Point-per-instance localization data
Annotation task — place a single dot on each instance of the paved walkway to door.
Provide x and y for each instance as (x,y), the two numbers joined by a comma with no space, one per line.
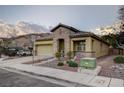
(110,68)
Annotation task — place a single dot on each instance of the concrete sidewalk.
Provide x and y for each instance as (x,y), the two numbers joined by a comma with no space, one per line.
(22,59)
(68,76)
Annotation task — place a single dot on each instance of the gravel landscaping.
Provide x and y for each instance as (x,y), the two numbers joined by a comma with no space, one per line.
(110,68)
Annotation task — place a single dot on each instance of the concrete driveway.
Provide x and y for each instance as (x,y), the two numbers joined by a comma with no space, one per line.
(22,59)
(10,79)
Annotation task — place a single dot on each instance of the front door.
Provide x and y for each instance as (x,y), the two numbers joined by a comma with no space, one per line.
(61,46)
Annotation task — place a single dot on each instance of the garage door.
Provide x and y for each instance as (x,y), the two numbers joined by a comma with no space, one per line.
(45,50)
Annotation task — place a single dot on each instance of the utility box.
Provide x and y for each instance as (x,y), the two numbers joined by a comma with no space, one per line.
(88,63)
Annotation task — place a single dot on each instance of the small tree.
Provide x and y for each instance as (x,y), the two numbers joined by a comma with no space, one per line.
(58,55)
(69,54)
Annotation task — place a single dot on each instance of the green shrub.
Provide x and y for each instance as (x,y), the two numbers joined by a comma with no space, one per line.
(69,54)
(60,64)
(72,64)
(119,59)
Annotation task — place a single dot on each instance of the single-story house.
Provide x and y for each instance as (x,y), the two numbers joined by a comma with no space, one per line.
(64,38)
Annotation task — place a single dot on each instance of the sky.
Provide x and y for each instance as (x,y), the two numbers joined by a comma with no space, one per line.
(82,17)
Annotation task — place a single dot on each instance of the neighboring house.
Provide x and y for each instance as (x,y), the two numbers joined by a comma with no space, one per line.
(65,38)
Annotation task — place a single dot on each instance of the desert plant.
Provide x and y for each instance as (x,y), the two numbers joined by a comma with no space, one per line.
(58,55)
(60,64)
(69,54)
(119,59)
(72,64)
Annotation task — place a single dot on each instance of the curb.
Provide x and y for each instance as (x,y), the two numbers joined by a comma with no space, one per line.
(46,76)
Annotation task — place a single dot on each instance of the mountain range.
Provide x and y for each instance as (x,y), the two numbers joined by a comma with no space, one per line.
(20,28)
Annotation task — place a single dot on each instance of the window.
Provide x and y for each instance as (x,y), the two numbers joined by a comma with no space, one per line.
(79,45)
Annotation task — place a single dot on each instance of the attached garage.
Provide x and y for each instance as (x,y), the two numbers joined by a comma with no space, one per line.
(44,48)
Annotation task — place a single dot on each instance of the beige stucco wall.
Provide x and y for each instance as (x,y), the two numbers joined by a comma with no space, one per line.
(44,43)
(62,33)
(88,43)
(100,48)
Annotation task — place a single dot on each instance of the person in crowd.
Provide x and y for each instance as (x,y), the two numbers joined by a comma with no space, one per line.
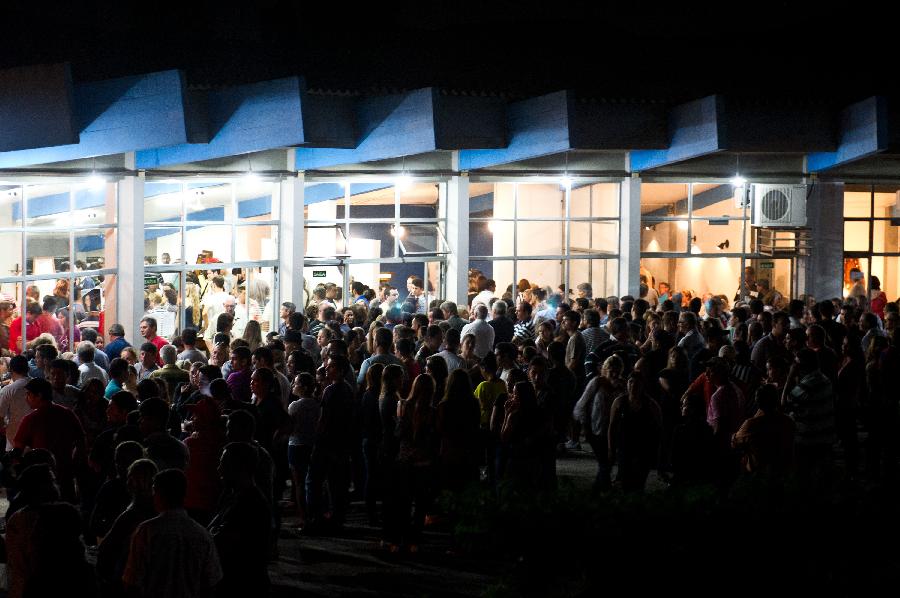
(172,375)
(304,413)
(414,475)
(241,525)
(148,363)
(504,328)
(484,333)
(191,353)
(171,554)
(14,405)
(523,330)
(593,411)
(450,354)
(634,433)
(331,452)
(148,331)
(112,551)
(165,450)
(55,428)
(766,440)
(32,330)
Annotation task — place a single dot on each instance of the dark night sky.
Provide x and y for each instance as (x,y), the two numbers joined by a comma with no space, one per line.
(680,50)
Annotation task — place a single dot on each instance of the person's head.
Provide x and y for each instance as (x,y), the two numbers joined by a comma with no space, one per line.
(337,368)
(38,393)
(262,381)
(237,464)
(32,312)
(148,354)
(120,405)
(538,371)
(148,327)
(169,489)
(240,358)
(154,413)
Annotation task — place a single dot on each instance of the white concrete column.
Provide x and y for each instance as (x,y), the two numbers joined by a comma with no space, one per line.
(630,237)
(291,240)
(458,237)
(130,291)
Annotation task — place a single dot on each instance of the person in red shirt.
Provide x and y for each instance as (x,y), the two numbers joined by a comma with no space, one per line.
(148,331)
(47,321)
(32,330)
(55,428)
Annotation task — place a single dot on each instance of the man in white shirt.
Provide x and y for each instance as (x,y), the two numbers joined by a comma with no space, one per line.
(88,369)
(484,333)
(451,353)
(213,305)
(13,402)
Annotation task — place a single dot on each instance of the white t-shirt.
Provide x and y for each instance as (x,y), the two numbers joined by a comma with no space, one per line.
(214,304)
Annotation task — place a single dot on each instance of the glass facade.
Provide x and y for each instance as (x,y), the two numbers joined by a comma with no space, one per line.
(59,241)
(872,236)
(199,229)
(547,234)
(374,232)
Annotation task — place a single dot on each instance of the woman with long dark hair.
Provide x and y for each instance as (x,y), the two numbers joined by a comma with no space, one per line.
(371,431)
(414,470)
(458,421)
(634,432)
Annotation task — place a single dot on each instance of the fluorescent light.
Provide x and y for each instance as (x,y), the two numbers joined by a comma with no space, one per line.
(95,181)
(404,181)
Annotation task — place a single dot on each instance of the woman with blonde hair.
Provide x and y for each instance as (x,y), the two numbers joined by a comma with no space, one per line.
(253,335)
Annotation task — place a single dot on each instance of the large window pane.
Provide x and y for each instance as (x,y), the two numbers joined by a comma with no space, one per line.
(47,253)
(256,243)
(494,237)
(596,237)
(11,254)
(162,245)
(370,201)
(664,236)
(886,237)
(257,200)
(208,242)
(541,201)
(540,238)
(600,200)
(664,199)
(856,236)
(93,248)
(210,202)
(322,201)
(10,206)
(420,201)
(857,201)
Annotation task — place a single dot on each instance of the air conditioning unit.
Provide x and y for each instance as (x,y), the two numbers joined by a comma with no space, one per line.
(777,206)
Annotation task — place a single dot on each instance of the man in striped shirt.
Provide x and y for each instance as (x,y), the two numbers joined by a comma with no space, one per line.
(524,328)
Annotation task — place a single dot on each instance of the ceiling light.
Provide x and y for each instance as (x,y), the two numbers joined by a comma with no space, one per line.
(96,181)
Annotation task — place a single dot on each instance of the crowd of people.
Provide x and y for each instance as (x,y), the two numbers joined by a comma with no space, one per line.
(177,458)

• _REQUIRED WORK_
Every line in the records above that contains the word "dark" is to be copied out.

• _RESPONSE AREA_
Annotation task — place a single dot on each instance of the dark night sky.
Annotation task — place a single dot on each instance of the woman with long dark hair.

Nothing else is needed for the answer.